◆ **Instructions to follow**
Reproduce all of the following material line for line, keeping every character the same and adding or dropping nothing.

━━━━━━━━━━━━━━━━━━━━

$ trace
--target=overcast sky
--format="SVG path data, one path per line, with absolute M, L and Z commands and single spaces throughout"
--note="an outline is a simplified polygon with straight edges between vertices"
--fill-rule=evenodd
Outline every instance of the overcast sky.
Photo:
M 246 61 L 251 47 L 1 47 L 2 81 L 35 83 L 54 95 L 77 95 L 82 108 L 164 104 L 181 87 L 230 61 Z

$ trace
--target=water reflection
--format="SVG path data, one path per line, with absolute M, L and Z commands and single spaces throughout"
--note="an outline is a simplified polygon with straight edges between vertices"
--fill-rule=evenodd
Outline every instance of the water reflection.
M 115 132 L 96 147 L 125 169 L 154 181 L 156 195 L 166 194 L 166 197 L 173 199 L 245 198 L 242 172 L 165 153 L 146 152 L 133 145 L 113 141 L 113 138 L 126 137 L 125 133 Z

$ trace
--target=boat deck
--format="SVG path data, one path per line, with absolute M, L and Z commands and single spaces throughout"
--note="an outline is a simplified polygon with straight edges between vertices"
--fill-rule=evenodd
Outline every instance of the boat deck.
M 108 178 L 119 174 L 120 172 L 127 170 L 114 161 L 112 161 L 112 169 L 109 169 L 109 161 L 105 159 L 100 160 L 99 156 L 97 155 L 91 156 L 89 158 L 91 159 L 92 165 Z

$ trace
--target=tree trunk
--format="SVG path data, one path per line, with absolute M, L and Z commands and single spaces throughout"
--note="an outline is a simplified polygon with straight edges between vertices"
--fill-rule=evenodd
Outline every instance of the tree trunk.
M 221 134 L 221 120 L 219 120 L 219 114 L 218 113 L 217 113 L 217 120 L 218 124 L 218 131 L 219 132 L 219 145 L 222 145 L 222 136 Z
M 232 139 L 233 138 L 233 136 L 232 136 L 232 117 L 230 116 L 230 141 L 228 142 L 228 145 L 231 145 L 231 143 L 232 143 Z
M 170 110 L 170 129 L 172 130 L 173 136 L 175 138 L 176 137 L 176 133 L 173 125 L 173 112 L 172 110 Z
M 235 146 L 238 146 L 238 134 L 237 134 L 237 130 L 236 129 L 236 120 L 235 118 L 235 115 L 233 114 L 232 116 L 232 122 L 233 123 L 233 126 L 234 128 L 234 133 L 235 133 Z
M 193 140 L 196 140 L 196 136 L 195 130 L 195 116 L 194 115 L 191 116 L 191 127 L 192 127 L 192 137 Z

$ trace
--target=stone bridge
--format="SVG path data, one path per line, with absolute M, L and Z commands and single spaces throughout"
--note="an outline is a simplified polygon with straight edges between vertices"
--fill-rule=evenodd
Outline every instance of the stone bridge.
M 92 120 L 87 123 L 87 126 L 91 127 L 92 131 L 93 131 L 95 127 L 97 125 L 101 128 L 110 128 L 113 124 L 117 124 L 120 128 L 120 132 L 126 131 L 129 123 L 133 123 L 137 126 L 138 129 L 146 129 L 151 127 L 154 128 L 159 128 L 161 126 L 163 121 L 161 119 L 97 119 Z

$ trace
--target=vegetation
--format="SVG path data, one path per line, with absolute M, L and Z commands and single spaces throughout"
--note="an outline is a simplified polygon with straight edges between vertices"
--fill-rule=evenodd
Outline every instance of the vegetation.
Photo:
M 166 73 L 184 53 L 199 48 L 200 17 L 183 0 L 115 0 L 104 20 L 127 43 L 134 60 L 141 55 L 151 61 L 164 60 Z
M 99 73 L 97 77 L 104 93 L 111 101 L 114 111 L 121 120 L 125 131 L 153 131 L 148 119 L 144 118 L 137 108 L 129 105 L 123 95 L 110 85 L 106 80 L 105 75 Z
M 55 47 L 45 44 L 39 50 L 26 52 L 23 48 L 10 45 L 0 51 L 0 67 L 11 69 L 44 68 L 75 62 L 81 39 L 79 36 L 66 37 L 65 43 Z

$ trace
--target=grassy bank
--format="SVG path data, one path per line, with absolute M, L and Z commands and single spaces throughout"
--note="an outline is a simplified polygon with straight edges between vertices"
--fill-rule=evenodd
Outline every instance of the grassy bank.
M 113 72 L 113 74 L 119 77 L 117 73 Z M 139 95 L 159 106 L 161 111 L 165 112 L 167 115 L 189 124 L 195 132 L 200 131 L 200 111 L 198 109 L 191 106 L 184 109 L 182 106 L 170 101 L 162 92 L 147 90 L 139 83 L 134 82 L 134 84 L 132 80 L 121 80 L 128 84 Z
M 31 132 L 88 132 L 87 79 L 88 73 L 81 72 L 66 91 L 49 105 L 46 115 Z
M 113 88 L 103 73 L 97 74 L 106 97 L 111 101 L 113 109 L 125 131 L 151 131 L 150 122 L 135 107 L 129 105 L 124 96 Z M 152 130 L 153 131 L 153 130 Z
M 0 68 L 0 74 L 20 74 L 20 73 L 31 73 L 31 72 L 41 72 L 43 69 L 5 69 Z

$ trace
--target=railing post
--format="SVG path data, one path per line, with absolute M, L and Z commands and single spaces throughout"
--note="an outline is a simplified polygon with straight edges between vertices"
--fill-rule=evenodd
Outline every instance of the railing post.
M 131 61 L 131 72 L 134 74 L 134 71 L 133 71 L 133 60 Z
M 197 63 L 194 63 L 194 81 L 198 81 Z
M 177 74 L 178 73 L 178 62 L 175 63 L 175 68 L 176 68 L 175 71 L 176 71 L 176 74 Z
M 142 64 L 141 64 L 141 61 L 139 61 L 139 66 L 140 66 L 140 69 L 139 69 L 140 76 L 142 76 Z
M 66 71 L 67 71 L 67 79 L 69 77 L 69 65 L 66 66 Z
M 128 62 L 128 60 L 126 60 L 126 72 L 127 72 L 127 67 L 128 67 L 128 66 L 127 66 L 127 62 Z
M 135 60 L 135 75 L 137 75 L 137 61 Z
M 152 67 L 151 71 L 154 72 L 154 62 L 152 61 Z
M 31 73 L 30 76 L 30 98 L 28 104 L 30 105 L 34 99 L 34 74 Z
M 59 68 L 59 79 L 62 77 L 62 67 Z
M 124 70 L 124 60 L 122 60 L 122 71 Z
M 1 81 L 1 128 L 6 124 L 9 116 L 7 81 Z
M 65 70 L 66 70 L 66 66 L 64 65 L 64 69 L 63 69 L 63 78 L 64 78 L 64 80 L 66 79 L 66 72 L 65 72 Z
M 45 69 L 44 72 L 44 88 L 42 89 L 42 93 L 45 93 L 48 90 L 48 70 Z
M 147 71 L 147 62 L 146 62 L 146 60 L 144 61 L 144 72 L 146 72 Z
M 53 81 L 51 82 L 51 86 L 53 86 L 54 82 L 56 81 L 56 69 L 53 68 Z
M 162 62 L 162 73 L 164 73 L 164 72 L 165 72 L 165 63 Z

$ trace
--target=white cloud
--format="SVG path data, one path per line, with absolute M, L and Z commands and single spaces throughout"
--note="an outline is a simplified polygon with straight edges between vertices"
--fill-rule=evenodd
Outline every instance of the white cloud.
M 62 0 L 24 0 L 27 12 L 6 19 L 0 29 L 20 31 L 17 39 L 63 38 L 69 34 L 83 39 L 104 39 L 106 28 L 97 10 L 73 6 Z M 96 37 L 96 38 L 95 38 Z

━━━━━━━━━━━━━━━━━━━━

◆ **Answer below**
$ trace
--target=overcast sky
--format="SVG path data, one path per line, with absolute M, L and Z commands and single spaces throughout"
--note="an outline is a simplified polygon with straight edges between vertices"
--fill-rule=evenodd
Outline every instance of the overcast sky.
Photo:
M 246 61 L 251 47 L 1 47 L 2 81 L 35 83 L 54 95 L 77 95 L 82 108 L 164 104 L 181 87 L 230 61 Z

$ trace
--target=water reflection
--format="SVG path data, one path per line, with absolute M, L and Z commands and single spaces throughout"
--note="an outline is a simplified polygon with straight edges between vertices"
--fill-rule=evenodd
Outline every instance of the water reflection.
M 115 132 L 96 147 L 125 169 L 154 181 L 156 195 L 166 194 L 166 197 L 173 199 L 245 198 L 242 172 L 165 153 L 146 152 L 133 145 L 113 141 L 113 138 L 126 137 L 125 133 Z

$ trace
--target=boat deck
--format="SVG path data, one path per line, with absolute M, L and Z commands and single spaces throughout"
--note="an outline is a simplified polygon with straight edges between vertices"
--fill-rule=evenodd
Outline every instance of the boat deck.
M 108 178 L 119 174 L 120 172 L 127 170 L 114 161 L 112 161 L 112 169 L 109 169 L 109 161 L 105 159 L 100 160 L 99 156 L 97 155 L 91 156 L 89 158 L 91 159 L 92 165 Z

$ trace
--target=tree trunk
--format="SVG path data, one path per line, with absolute M, L and Z commands and single spaces throughout"
--note="an outline is a simplified polygon with straight edges between vertices"
--fill-rule=evenodd
Outline every instance of the tree trunk.
M 221 134 L 221 120 L 219 120 L 219 114 L 218 113 L 217 113 L 217 120 L 218 124 L 218 131 L 219 132 L 219 145 L 222 145 L 222 136 Z
M 232 139 L 233 138 L 233 136 L 232 136 L 232 117 L 230 116 L 230 141 L 228 142 L 228 145 L 231 145 L 231 143 L 232 143 Z
M 170 110 L 170 129 L 172 130 L 173 136 L 175 138 L 176 137 L 176 133 L 173 125 L 173 112 L 172 110 Z
M 235 146 L 238 146 L 238 134 L 237 134 L 237 130 L 236 129 L 236 120 L 235 118 L 235 115 L 233 114 L 232 116 L 232 122 L 233 123 L 233 126 L 234 128 L 234 133 L 235 133 Z
M 193 140 L 196 140 L 196 136 L 195 130 L 195 116 L 194 115 L 191 116 L 191 127 L 192 127 L 192 137 Z

$ trace
--target=stone bridge
--format="SVG path data, one path per line, with absolute M, L and Z commands and single spaces throughout"
--note="an outline is a simplified polygon with straight edges between vertices"
--fill-rule=evenodd
Outline every instance of the stone bridge.
M 92 120 L 87 123 L 87 126 L 91 127 L 92 131 L 93 131 L 95 127 L 97 125 L 101 128 L 110 128 L 113 124 L 117 124 L 120 128 L 120 132 L 126 131 L 129 123 L 133 123 L 137 126 L 138 129 L 146 129 L 151 127 L 154 128 L 159 128 L 161 126 L 163 121 L 161 119 L 97 119 Z

$ trace
--target=vegetation
--format="SVG path data, one path per line, with absolute M, L and Z commands and single spaces throughout"
--note="an outline is a simplified polygon with straight edges between vertices"
--fill-rule=evenodd
Outline every instance of the vegetation.
Photo:
M 166 73 L 184 53 L 199 48 L 200 17 L 183 0 L 115 0 L 104 20 L 127 43 L 134 60 L 141 55 L 151 61 L 164 60 Z
M 99 73 L 97 77 L 104 93 L 111 101 L 114 111 L 121 120 L 125 131 L 153 131 L 148 119 L 144 118 L 137 108 L 129 105 L 123 95 L 110 85 L 106 80 L 105 75 Z
M 55 47 L 45 44 L 39 50 L 26 52 L 23 48 L 10 45 L 0 51 L 0 67 L 11 69 L 44 68 L 75 62 L 81 39 L 79 36 L 66 37 L 65 43 Z

$ trace
--target=grassy bank
--format="SVG path data, one path per line, with absolute M, L and Z commands and single spaces throughout"
--note="an outline is a simplified polygon with straight edges between vertices"
--fill-rule=evenodd
Outline every instance of the grassy bank.
M 113 72 L 113 74 L 119 77 L 117 73 Z M 139 95 L 159 106 L 161 111 L 165 112 L 167 115 L 189 124 L 195 132 L 200 131 L 200 111 L 198 109 L 191 106 L 184 109 L 182 106 L 170 101 L 162 92 L 147 90 L 139 83 L 134 82 L 134 84 L 132 80 L 121 80 L 128 84 Z
M 31 132 L 88 132 L 87 79 L 88 73 L 81 72 L 66 91 L 49 105 L 46 115 Z
M 113 88 L 103 73 L 97 74 L 106 97 L 111 101 L 113 109 L 125 131 L 151 131 L 150 122 L 135 107 L 129 105 L 124 96 Z M 152 130 L 153 131 L 153 130 Z
M 0 68 L 0 74 L 20 74 L 20 73 L 31 73 L 31 72 L 41 72 L 43 69 L 5 69 Z

$ trace
--target=railing post
--format="SVG path data, one path per line, with absolute M, L and Z commands and single spaces throughout"
--note="an outline is a simplified polygon with straight edges between vertices"
--fill-rule=evenodd
Outline every instance of the railing post.
M 131 61 L 131 72 L 134 74 L 134 71 L 133 71 L 133 60 Z
M 197 63 L 194 63 L 194 81 L 198 81 Z
M 177 74 L 178 73 L 178 62 L 175 63 L 175 68 L 176 68 L 175 71 L 176 71 L 176 74 Z
M 142 64 L 141 64 L 141 61 L 139 61 L 139 66 L 140 66 L 140 69 L 139 69 L 140 76 L 142 76 Z
M 66 71 L 67 71 L 67 79 L 69 77 L 69 65 L 66 66 Z
M 128 62 L 128 60 L 126 60 L 126 72 L 127 72 L 127 67 L 128 67 L 128 66 L 127 66 L 127 62 Z
M 135 60 L 135 75 L 137 75 L 137 61 Z
M 152 67 L 151 71 L 154 72 L 154 62 L 152 61 Z
M 31 73 L 30 76 L 30 98 L 28 104 L 30 105 L 34 99 L 34 74 Z
M 59 68 L 59 79 L 62 77 L 62 67 Z
M 124 70 L 124 60 L 122 60 L 122 71 Z
M 1 81 L 1 128 L 6 124 L 9 116 L 7 81 Z
M 65 70 L 66 70 L 66 66 L 64 65 L 64 69 L 63 69 L 63 78 L 64 78 L 64 80 L 66 79 L 66 72 L 65 72 Z
M 45 69 L 44 72 L 44 88 L 42 89 L 42 93 L 45 93 L 48 90 L 48 70 Z
M 147 71 L 147 62 L 146 62 L 146 60 L 144 61 L 144 72 L 146 72 Z
M 53 81 L 51 82 L 51 86 L 53 86 L 54 82 L 56 81 L 56 69 L 53 68 Z
M 162 62 L 162 73 L 164 73 L 164 72 L 165 72 L 165 63 Z

$ trace
--target=white cloud
--format="SVG path data, one path per line, with absolute M, L and Z commands and single spaces throughout"
--note="an outline is a simplified polygon with straight edges between vertices"
--fill-rule=evenodd
Outline every instance of the white cloud.
M 62 0 L 24 0 L 27 12 L 6 19 L 0 29 L 20 31 L 17 39 L 63 38 L 69 34 L 83 39 L 104 39 L 106 28 L 97 10 L 73 6 Z M 96 37 L 96 38 L 95 38 Z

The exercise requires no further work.